__Dataset rows on where objects appear__:
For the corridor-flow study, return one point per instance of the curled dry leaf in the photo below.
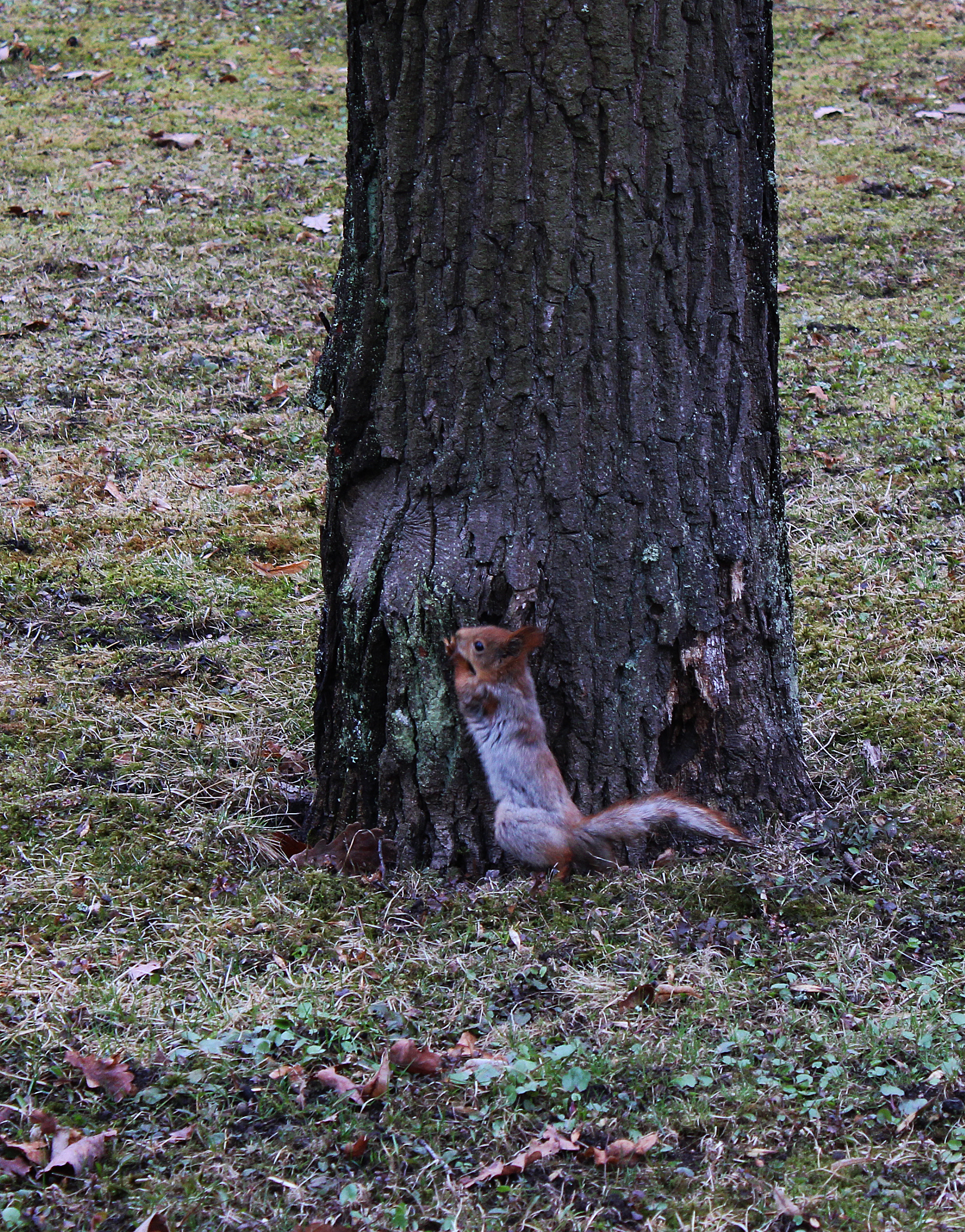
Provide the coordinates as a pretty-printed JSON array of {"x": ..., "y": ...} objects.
[
  {"x": 279, "y": 571},
  {"x": 46, "y": 1120},
  {"x": 144, "y": 969},
  {"x": 174, "y": 141},
  {"x": 622, "y": 1151},
  {"x": 549, "y": 1144},
  {"x": 35, "y": 1151},
  {"x": 106, "y": 1072},
  {"x": 378, "y": 1084},
  {"x": 332, "y": 1081},
  {"x": 407, "y": 1055},
  {"x": 318, "y": 222},
  {"x": 176, "y": 1136},
  {"x": 72, "y": 1150},
  {"x": 154, "y": 1222}
]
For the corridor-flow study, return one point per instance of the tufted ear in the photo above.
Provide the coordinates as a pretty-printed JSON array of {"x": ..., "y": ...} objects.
[{"x": 523, "y": 641}]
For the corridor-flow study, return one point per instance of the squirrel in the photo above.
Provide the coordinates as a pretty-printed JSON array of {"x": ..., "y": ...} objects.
[{"x": 537, "y": 821}]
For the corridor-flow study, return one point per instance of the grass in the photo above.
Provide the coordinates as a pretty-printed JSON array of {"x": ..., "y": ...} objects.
[{"x": 155, "y": 683}]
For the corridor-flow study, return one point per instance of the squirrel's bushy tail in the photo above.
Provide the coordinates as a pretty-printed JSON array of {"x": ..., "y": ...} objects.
[{"x": 630, "y": 823}]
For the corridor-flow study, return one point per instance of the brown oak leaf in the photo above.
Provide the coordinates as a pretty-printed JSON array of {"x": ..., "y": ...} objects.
[
  {"x": 72, "y": 1150},
  {"x": 408, "y": 1056},
  {"x": 110, "y": 1074}
]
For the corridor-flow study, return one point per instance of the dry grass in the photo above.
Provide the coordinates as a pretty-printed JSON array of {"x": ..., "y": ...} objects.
[{"x": 154, "y": 698}]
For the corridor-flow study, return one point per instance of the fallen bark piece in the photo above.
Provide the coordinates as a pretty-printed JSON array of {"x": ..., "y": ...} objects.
[{"x": 621, "y": 1151}]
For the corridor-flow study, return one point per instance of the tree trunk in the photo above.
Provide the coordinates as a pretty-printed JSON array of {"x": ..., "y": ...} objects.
[{"x": 554, "y": 388}]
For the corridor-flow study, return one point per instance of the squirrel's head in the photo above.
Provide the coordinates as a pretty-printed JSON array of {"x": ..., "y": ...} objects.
[{"x": 488, "y": 647}]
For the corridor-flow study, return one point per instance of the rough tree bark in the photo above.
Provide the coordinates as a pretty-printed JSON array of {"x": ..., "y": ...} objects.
[{"x": 554, "y": 387}]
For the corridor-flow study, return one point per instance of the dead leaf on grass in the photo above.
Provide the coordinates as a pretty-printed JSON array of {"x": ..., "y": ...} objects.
[
  {"x": 144, "y": 969},
  {"x": 35, "y": 1151},
  {"x": 332, "y": 1081},
  {"x": 72, "y": 1150},
  {"x": 315, "y": 1226},
  {"x": 378, "y": 1084},
  {"x": 549, "y": 1144},
  {"x": 110, "y": 1074},
  {"x": 154, "y": 1222},
  {"x": 622, "y": 1151},
  {"x": 279, "y": 571},
  {"x": 407, "y": 1055},
  {"x": 174, "y": 141},
  {"x": 46, "y": 1120},
  {"x": 176, "y": 1136},
  {"x": 318, "y": 222},
  {"x": 358, "y": 1149}
]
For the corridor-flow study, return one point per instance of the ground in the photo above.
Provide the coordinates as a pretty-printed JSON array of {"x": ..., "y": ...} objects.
[{"x": 161, "y": 491}]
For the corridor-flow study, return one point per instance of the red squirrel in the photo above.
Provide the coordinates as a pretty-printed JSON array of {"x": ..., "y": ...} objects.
[{"x": 537, "y": 821}]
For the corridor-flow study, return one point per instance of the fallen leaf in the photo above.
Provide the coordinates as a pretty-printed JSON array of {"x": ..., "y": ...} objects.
[
  {"x": 318, "y": 222},
  {"x": 358, "y": 1149},
  {"x": 785, "y": 1206},
  {"x": 174, "y": 141},
  {"x": 315, "y": 1226},
  {"x": 465, "y": 1046},
  {"x": 106, "y": 1072},
  {"x": 549, "y": 1144},
  {"x": 332, "y": 1081},
  {"x": 279, "y": 571},
  {"x": 873, "y": 754},
  {"x": 155, "y": 1222},
  {"x": 378, "y": 1084},
  {"x": 636, "y": 997},
  {"x": 622, "y": 1151},
  {"x": 73, "y": 1151},
  {"x": 47, "y": 1121},
  {"x": 144, "y": 969},
  {"x": 407, "y": 1055},
  {"x": 35, "y": 1151},
  {"x": 176, "y": 1136},
  {"x": 849, "y": 1163}
]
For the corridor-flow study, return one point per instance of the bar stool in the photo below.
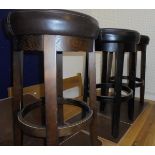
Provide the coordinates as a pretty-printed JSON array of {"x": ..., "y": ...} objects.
[
  {"x": 118, "y": 41},
  {"x": 51, "y": 32},
  {"x": 140, "y": 82}
]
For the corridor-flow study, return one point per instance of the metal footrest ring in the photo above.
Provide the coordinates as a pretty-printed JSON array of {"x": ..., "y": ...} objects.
[
  {"x": 64, "y": 130},
  {"x": 124, "y": 98}
]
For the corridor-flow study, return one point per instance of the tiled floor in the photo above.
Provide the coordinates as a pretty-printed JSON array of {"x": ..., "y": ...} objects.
[{"x": 103, "y": 127}]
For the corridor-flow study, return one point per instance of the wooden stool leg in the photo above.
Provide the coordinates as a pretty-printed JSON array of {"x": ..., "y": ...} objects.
[
  {"x": 92, "y": 97},
  {"x": 118, "y": 87},
  {"x": 17, "y": 94},
  {"x": 105, "y": 75},
  {"x": 86, "y": 80},
  {"x": 132, "y": 76},
  {"x": 60, "y": 88},
  {"x": 143, "y": 66},
  {"x": 103, "y": 78},
  {"x": 50, "y": 76}
]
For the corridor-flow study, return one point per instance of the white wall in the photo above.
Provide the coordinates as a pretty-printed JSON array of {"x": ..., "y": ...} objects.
[{"x": 140, "y": 20}]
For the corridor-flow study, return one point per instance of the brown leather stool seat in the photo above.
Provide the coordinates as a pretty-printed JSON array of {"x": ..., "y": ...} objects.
[{"x": 55, "y": 22}]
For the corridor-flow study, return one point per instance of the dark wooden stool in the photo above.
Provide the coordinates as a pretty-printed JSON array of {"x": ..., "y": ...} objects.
[
  {"x": 140, "y": 82},
  {"x": 51, "y": 32},
  {"x": 116, "y": 41}
]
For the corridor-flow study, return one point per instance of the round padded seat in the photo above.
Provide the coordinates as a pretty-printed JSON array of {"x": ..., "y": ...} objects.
[
  {"x": 144, "y": 40},
  {"x": 118, "y": 35},
  {"x": 52, "y": 22}
]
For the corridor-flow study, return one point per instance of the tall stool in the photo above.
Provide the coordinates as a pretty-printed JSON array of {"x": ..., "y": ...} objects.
[
  {"x": 140, "y": 82},
  {"x": 116, "y": 41},
  {"x": 51, "y": 32}
]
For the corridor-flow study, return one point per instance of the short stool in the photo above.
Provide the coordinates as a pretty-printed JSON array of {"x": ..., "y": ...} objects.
[
  {"x": 51, "y": 32},
  {"x": 118, "y": 41}
]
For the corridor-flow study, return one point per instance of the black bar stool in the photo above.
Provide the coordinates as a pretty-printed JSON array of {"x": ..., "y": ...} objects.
[
  {"x": 51, "y": 32},
  {"x": 118, "y": 41},
  {"x": 140, "y": 82}
]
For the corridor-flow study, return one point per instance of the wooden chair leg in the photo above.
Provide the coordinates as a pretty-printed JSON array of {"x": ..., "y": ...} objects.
[
  {"x": 86, "y": 80},
  {"x": 92, "y": 97},
  {"x": 118, "y": 87},
  {"x": 50, "y": 76},
  {"x": 60, "y": 88},
  {"x": 103, "y": 78},
  {"x": 132, "y": 76},
  {"x": 143, "y": 66},
  {"x": 17, "y": 94},
  {"x": 105, "y": 75}
]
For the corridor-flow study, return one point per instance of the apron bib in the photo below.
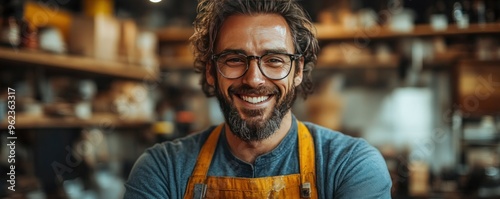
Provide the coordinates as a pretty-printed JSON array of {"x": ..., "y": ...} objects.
[{"x": 301, "y": 185}]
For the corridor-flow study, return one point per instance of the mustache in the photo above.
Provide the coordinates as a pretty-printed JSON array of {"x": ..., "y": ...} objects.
[{"x": 246, "y": 89}]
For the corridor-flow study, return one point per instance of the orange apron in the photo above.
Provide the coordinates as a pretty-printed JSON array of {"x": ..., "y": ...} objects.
[{"x": 301, "y": 185}]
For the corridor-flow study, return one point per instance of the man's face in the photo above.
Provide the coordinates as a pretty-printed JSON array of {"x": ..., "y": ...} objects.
[{"x": 253, "y": 104}]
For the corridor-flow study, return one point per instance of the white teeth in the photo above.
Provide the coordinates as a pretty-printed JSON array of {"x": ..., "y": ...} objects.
[{"x": 255, "y": 100}]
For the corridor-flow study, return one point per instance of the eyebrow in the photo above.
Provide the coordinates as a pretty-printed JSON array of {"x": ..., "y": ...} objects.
[{"x": 241, "y": 51}]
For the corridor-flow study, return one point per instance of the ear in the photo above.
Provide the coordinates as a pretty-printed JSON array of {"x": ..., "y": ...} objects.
[
  {"x": 299, "y": 74},
  {"x": 209, "y": 76}
]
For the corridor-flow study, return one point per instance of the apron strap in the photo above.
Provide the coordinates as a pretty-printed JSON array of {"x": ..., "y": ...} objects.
[
  {"x": 307, "y": 162},
  {"x": 206, "y": 153}
]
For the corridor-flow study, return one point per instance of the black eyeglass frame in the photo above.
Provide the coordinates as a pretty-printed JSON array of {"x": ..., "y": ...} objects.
[{"x": 293, "y": 57}]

__Written request__: Keep only the lines from the one containing "strap in the photo above." to the end of the entries, and repeat them exactly.

__The response__:
For the corridor-flow study, return one point per instance of the apron strap in the photo above.
Provide the coordinates as a pretty-printed JSON array of {"x": ..., "y": ...} objects.
[
  {"x": 307, "y": 162},
  {"x": 206, "y": 153}
]
For the corridor-flow study, return one point per instance of the black eyeglass frame in the photo above.
Provide the coordinates as a pretty-printed JSON array of {"x": ..., "y": ...} objects.
[{"x": 293, "y": 57}]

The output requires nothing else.